INSTRUCTIONS ->
(A) In the interview on hope and agency, which three levels of government did Andrew Parkin's survey ask about?
(B) Pick up the interview on hope and agency right after its final sentence and continue it.

TEXT PROVIDED ->
##########

Victor Perton:  So if we want to get them messages of hope and optimism, we've probably got to improve the ways we deliver it to them so they'd feel a little bit more in control. I guess, if you've got teenagers at home and navigating school and all of those sorts of things, you feel pressed upon, don't you?

Andrew Parkin: "Yes and just the realities of everything from juggling work and your children's school to the affordability of housing in this country, to wondering about what decisions governments are making about taxes and so on. All of those I think hit those middle age groups."

Victor Perton: And when you look at the results and where people feel they have agency to make change in government policy or change in the way of the world, what were the high points, both amongst the young and the old? Where did they feel that they could make change?

Andrew Parkin: Well, one of the things that, again, has surprised me a little is we asked about the local level, the regional level and the national level, and like Australia we're a Federation so we have very strong state governments or provincial governments for us, and we wondered if it would stack, that people would feel some agency locally, but the further away you got, the weaker it would get. And that actually didn't happen. So it doesn't depend on which level of government. So that's one aspect. I think maybe to answer the question a little differently, I think that Canadians are probably feeling we're making more progress on some types of inequality, but less on others.

##########

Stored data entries
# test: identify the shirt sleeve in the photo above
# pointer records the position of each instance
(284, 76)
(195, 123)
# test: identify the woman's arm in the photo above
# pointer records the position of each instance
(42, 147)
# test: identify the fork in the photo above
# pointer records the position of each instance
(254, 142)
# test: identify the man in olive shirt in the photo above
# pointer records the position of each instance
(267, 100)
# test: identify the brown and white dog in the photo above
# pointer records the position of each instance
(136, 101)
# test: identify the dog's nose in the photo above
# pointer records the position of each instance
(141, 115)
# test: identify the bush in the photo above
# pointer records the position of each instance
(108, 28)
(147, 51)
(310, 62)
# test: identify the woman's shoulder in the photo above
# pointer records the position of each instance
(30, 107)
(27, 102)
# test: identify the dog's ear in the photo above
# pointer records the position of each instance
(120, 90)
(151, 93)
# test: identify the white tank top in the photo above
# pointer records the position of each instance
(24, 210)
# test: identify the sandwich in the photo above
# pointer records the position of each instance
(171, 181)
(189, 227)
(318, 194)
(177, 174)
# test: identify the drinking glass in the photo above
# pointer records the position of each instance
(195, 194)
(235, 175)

##########

ANSWER SET ->
(A) The local, regional, and national levels.

(B)
So when it comes to certainly gender equality, I think we Canadians are the most optimistic or confident about our ability to make progress. And after that becomes ethnic or racial equality, which doesn't mean that we think we've gotten there, but I think there's some sense that we're on the right path. But much less of a positive outlook around economic issues and economic inequality. So when it comes to I guess the nuts and bolts of how the economy works and how resources are distributed in the country that's where I think people feel they have less of a sense of agency and less of a way forward to make improvements in that.

Victor Perton: And so from the research, what makes you most optimistic for Canada for 2021 and beyond?

Andrew Parkin:  "Well, just the fact that I think the theme for me that comes out of this research and other research that we've done over the course of the year I think is a theme of openness and generosity, that across a number of questions, this year, Canadians with the crisis, both the health crisis and the economic crisis, you could say the door was open to Canadians turning both inward and against one another in the context of extreme pressure. And that absolutely did not happen.

"In fact, if anything happened, Canadians moved in the direction of greater openness, greater generosity, concern for those less fortunate, continued support for immigration, heightened concerned around racism in the wake of the Black Lives Matter movement. So I guess what I'm saying is that the pandemic could have provided this excuse to not be as generous as we would like, and Canadians didn't opt for that easy way out I think and stuck to the direction that I think most in the country want to head in, and that's, to me, I think profoundly reassuring and encouraging."

Victor Perton: And for the world, what makes you optimistic for the world in general 2021 and beyond?

Andrew Parkin: "Well, that is a tougher question I think, because it is a difficult time, because of the pandemic, and there's the other issues around climate change in geopolitics, and so on.

“But people don't give up. I guess at the end of the day that's what makes me optimistic.

“Whether it's with the research that drives us towards vaccines or whether it's the countless thousands and millions who protested against racism over the course of 2020, the tenacity of people, I think you have to turn to that as the source of optimism."